Region annotation entries
•••
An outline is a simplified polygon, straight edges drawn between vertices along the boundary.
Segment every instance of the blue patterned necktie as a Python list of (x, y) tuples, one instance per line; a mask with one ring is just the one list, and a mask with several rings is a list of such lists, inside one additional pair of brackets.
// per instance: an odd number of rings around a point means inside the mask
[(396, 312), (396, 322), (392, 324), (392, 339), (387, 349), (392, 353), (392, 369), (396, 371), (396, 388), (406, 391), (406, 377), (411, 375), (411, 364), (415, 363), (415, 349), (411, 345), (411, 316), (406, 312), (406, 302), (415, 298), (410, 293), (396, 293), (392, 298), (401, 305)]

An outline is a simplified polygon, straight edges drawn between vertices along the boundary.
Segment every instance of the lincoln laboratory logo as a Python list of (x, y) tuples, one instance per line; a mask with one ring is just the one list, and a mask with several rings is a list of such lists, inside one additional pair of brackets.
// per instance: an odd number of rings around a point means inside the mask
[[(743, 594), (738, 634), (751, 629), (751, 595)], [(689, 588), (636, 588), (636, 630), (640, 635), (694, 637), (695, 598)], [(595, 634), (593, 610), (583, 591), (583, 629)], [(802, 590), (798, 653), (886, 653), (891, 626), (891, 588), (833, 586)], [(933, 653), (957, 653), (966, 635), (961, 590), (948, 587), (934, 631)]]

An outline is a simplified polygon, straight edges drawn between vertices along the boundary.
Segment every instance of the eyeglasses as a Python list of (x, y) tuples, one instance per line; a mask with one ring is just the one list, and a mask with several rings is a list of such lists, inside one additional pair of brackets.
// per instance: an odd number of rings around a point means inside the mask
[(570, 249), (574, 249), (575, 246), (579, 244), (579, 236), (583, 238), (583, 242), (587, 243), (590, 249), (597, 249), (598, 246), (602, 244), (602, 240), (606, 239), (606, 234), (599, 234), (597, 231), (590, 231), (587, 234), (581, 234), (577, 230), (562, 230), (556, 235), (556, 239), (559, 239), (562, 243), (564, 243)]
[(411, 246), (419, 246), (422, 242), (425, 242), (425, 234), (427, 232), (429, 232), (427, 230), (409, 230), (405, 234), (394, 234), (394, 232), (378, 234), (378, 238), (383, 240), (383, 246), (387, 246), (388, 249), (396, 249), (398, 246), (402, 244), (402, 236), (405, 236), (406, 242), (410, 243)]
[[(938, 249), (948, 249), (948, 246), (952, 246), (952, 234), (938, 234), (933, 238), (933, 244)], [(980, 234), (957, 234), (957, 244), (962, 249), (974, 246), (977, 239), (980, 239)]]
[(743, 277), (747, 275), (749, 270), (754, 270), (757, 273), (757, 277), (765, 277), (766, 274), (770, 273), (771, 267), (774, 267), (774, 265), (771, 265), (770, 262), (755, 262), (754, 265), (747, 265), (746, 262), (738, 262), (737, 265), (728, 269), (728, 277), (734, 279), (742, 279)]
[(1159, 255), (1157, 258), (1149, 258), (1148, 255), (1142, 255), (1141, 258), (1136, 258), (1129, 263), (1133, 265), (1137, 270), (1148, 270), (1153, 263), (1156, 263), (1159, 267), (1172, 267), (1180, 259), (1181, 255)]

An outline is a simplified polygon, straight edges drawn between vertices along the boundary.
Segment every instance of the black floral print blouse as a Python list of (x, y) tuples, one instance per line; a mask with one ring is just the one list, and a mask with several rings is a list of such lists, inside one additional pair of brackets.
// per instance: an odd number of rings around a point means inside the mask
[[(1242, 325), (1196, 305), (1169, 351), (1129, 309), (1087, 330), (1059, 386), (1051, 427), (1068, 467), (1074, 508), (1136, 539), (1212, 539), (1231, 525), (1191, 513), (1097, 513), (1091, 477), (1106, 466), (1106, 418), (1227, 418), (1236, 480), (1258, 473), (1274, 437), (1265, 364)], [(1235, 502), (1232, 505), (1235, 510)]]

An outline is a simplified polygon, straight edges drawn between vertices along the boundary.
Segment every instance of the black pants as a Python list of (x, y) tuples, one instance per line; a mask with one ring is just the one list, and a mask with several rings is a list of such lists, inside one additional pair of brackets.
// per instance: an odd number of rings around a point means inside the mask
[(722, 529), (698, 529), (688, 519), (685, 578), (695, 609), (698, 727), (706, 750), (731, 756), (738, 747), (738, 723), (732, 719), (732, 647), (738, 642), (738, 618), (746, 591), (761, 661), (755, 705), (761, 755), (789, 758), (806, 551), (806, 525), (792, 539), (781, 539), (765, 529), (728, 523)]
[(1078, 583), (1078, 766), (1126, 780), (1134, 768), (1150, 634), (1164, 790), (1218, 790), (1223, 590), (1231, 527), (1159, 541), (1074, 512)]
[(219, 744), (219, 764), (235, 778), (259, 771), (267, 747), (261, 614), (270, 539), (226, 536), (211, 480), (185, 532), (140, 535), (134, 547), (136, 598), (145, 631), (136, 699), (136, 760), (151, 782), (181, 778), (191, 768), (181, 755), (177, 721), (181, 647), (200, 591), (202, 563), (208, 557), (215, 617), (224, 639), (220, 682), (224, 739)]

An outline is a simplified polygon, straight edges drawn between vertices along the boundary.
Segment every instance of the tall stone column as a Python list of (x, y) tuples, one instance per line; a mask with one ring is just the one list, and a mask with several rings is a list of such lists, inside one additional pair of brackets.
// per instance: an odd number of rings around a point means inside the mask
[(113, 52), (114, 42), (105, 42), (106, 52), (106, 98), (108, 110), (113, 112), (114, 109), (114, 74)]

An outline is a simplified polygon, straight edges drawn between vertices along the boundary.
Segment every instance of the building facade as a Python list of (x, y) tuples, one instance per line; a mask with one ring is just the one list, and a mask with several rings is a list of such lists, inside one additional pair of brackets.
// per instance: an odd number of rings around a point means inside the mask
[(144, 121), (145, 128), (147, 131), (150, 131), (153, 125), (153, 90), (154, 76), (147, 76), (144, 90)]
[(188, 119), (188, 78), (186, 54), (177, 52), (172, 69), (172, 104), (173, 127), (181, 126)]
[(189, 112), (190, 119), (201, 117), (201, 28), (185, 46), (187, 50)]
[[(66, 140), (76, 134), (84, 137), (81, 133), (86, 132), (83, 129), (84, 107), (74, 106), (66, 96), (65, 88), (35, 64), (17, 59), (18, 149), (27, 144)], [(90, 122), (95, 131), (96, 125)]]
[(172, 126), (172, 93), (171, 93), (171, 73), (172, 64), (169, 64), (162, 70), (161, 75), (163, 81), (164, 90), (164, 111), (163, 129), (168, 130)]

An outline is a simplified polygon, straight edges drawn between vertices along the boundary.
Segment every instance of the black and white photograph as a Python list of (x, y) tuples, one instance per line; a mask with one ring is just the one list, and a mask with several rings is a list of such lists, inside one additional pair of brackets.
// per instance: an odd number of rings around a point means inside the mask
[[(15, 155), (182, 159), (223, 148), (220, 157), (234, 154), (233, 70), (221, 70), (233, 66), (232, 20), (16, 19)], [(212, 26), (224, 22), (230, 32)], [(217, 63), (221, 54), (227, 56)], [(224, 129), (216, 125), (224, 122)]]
•••
» **EXERCISE OBJECTIVE**: Rewrite the material with "simplified polygon" changed to "approximate polygon" wherever it occurs, leaving everything else untouched.

» **SOLUTION TO THE EXERCISE**:
An outline is a approximate polygon, straight edges drawn between vertices along the boundary.
Segment every instance of the blue patterned necktie as a Python list of (x, y) tuples, one instance per line; a mask with one ring is just the one list, and a mask with several rings is a list of such lists, inside one additional pair of brackets.
// per instance: an odd number of rings around a point means inside the mask
[(396, 312), (396, 322), (392, 324), (392, 339), (387, 349), (392, 353), (392, 369), (396, 371), (396, 388), (406, 391), (406, 377), (411, 375), (411, 364), (415, 363), (415, 349), (411, 345), (411, 316), (406, 312), (406, 302), (415, 298), (410, 293), (396, 293), (392, 298), (401, 305)]

An outline is a approximate polygon, straight edges drawn between vertices along the boundary.
Segment every instance of the lincoln laboratory logo as a Python list of (x, y) tuples, one instance per line; a mask with one ring is just the one list, and a mask with several rings is a list of such lists, inside one additional pair of brackets.
// per instance: an odd number of rings around a point means inside the mask
[[(743, 594), (738, 634), (751, 629), (751, 595)], [(689, 588), (636, 588), (636, 630), (640, 635), (694, 637), (695, 598)], [(595, 634), (593, 610), (583, 591), (583, 629)], [(802, 590), (798, 653), (886, 653), (891, 626), (891, 588), (833, 586)], [(933, 653), (957, 653), (966, 635), (961, 590), (948, 587), (934, 631)]]

An outline is a approximate polygon, straight edges drawn between vertices along the boundary.
Segment every instance of the eyeglasses as a Python list of (x, y) tuples, one instance per line; a mask with one ring is just the one list, and a mask with several rings is a list of such lists, inside one additional pair of brackets.
// per instance: an odd number of rings around a point means inside the mask
[(570, 249), (574, 249), (575, 246), (579, 244), (579, 236), (583, 238), (583, 242), (587, 243), (590, 249), (597, 249), (598, 246), (602, 244), (602, 240), (606, 239), (606, 234), (599, 234), (597, 231), (590, 231), (587, 234), (581, 234), (577, 230), (562, 230), (556, 235), (556, 239), (559, 239), (562, 243), (564, 243)]
[(411, 246), (419, 246), (422, 242), (425, 242), (425, 234), (427, 232), (429, 232), (427, 230), (409, 230), (405, 234), (394, 234), (394, 232), (378, 234), (378, 238), (383, 240), (383, 246), (387, 246), (388, 249), (396, 249), (398, 246), (402, 244), (402, 236), (405, 236), (406, 242), (410, 243)]
[[(938, 249), (948, 249), (948, 246), (952, 246), (952, 234), (938, 234), (933, 238), (933, 244)], [(980, 234), (957, 234), (957, 244), (962, 249), (974, 246), (977, 239), (980, 239)]]
[(743, 277), (747, 275), (749, 270), (754, 270), (757, 273), (757, 277), (765, 277), (766, 274), (770, 273), (771, 267), (774, 267), (774, 265), (771, 265), (770, 262), (755, 262), (754, 265), (747, 265), (746, 262), (738, 262), (737, 265), (728, 269), (728, 277), (734, 279), (742, 279)]
[(1159, 255), (1157, 258), (1149, 258), (1148, 255), (1142, 255), (1141, 258), (1136, 258), (1129, 263), (1133, 265), (1137, 270), (1148, 270), (1153, 263), (1156, 263), (1159, 267), (1172, 267), (1180, 259), (1181, 255)]

An outline is a approximate polygon, straight edges drawn between vertices along the boundary.
Segment every instance of the black floral print blouse as a Python list of (x, y) tuples, one instance per line; a mask with one ring is just the one list, and a mask with several rings is a list of such lists, inside one additional pair of brackets.
// per instance: an odd number of rings around a point means inside the mask
[[(1242, 325), (1196, 305), (1169, 351), (1129, 309), (1087, 330), (1059, 386), (1051, 427), (1068, 467), (1074, 508), (1136, 539), (1212, 539), (1231, 525), (1191, 513), (1097, 513), (1091, 477), (1106, 466), (1106, 418), (1227, 418), (1236, 480), (1258, 473), (1274, 437), (1265, 364)], [(1235, 502), (1232, 505), (1235, 510)]]

An outline is a approximate polygon, straight edges drawn between vertices along the boundary.
Segment every instance of the black pants as a Python list of (x, y) tuples, one instance per line; a mask with one ring is just the one list, and a mask with several rings is a list of such lists, inside one additional pair of brackets.
// per instance: an odd number of rings around a point means inside the mask
[(722, 529), (698, 529), (688, 519), (685, 578), (695, 609), (698, 727), (706, 750), (731, 756), (738, 747), (738, 723), (732, 719), (732, 647), (738, 642), (738, 618), (746, 591), (761, 661), (755, 705), (761, 755), (789, 758), (806, 551), (806, 525), (792, 539), (781, 539), (765, 529), (728, 523)]
[(1078, 583), (1078, 766), (1126, 780), (1134, 768), (1150, 634), (1164, 790), (1218, 790), (1223, 590), (1231, 527), (1159, 541), (1074, 512)]
[(219, 744), (219, 764), (235, 778), (259, 771), (267, 747), (261, 614), (270, 539), (226, 536), (211, 480), (185, 532), (140, 535), (134, 547), (136, 598), (145, 631), (136, 699), (136, 760), (151, 782), (181, 778), (191, 768), (181, 755), (177, 721), (181, 647), (200, 591), (202, 563), (208, 557), (215, 617), (224, 639), (220, 682), (224, 739)]

An outline is a approximate polygon, straight edges drawn between vertices along the boundary.
Segment every instance of the tall stone column as a Python list of (x, y) tuples, one instance per line; a mask with one ring is just the one list, and a mask with several rings is a list of such lists, inside one additional pair of brackets.
// per instance: an odd number of rings around a point means inside the mask
[(113, 52), (114, 42), (105, 42), (106, 52), (106, 98), (108, 110), (113, 112), (114, 109), (114, 74)]

An outline is a approximate polygon, straight edges drawn between vertices along the boundary.
Segment every instance of the building facade as a Python list of (x, y) tuples, one instance per line; a mask with one ring is just the one list, and a mask with several rings is a list of such lists, inside one additional pair of brackets.
// per instance: an odd number of rings around a point means inside the mask
[(144, 121), (145, 128), (147, 131), (150, 131), (153, 125), (153, 90), (154, 76), (147, 76), (144, 90)]
[(188, 119), (188, 78), (186, 54), (177, 52), (172, 69), (172, 104), (173, 127), (181, 126)]
[(189, 112), (190, 119), (201, 117), (201, 28), (185, 46), (187, 50)]
[[(66, 140), (76, 134), (84, 137), (81, 133), (86, 132), (83, 129), (84, 107), (74, 106), (66, 96), (65, 88), (35, 64), (17, 59), (18, 149), (27, 144)], [(90, 122), (95, 131), (96, 125)]]
[(172, 126), (172, 93), (171, 93), (171, 73), (172, 64), (169, 64), (162, 70), (161, 75), (163, 81), (164, 90), (164, 111), (163, 129), (168, 130)]

An outline is a approximate polygon, straight edges drawn between vertices along the boundary.
Segment every instance of the black and white photograph as a Python list of (x, y) tuples, one instance per line; a mask with one ring is just the one list, and a mask with several rings is a list of such lists, inside one additional pair of brackets.
// per instance: an odd number of rings around a point means inside the mask
[[(15, 155), (182, 159), (223, 148), (220, 157), (234, 154), (233, 70), (221, 70), (233, 66), (232, 20), (16, 19)], [(212, 26), (224, 22), (230, 32)], [(217, 63), (221, 54), (227, 56)], [(224, 129), (216, 125), (224, 122)]]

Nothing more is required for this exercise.